§ **PROBLEM**
Copy out all the lines exactly. Omit pictures.

++++++

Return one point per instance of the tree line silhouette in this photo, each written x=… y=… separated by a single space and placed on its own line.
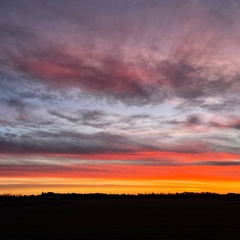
x=48 y=196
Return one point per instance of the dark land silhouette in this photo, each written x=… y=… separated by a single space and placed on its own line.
x=120 y=216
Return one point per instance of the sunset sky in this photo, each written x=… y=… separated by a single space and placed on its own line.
x=119 y=96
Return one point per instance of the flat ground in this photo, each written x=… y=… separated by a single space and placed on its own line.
x=122 y=219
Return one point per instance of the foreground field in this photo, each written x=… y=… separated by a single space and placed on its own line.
x=122 y=219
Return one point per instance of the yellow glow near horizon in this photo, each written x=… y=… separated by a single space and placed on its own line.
x=118 y=186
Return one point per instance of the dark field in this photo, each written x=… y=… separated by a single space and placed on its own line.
x=122 y=219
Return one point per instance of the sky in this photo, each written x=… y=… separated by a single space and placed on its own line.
x=119 y=96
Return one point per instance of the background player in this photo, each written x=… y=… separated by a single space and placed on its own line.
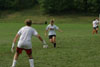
x=24 y=43
x=51 y=32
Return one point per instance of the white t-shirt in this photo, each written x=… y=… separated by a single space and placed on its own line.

++++++

§ **OUTPUT OF THE EXERCISE**
Return one point per instance of the tree line silhouette in this photo, each written x=… y=… separated by a single space and placed on its own line.
x=48 y=196
Return one point per instance of the dark land silhouette in this photo, each written x=… y=… separated by a single space and placed on its own line.
x=120 y=216
Return one point per instance of the sunset sky in this photo, each written x=… y=… separated by a single space and placed on its own line.
x=119 y=96
Return one point per instance of the flat ground in this photo, each written x=… y=… separated by a single space and placed on its own line.
x=122 y=219
Return one point per instance of the foreground field in this photo, each written x=… y=… separated by a single space and placed on its own line.
x=122 y=219
Return one point per instance of the yellow glow near horizon in this photo, each written x=… y=… separated by a single space and placed on its own line.
x=118 y=186
Return one point per instance of the dark field in this photo, each written x=… y=… separated by a single space and placed on its own line.
x=122 y=219
Return one point per instance of the sky in this photo, each written x=… y=… separated by a single space and placed on its own line.
x=119 y=96
Return one point per instance of the background player in this photo, each written x=… y=… separated by a single space and placed on its own line.
x=24 y=43
x=51 y=32
Return one point per instance of the white t-shirt in this photo, each written x=… y=… separated by a single space and placed on its own line.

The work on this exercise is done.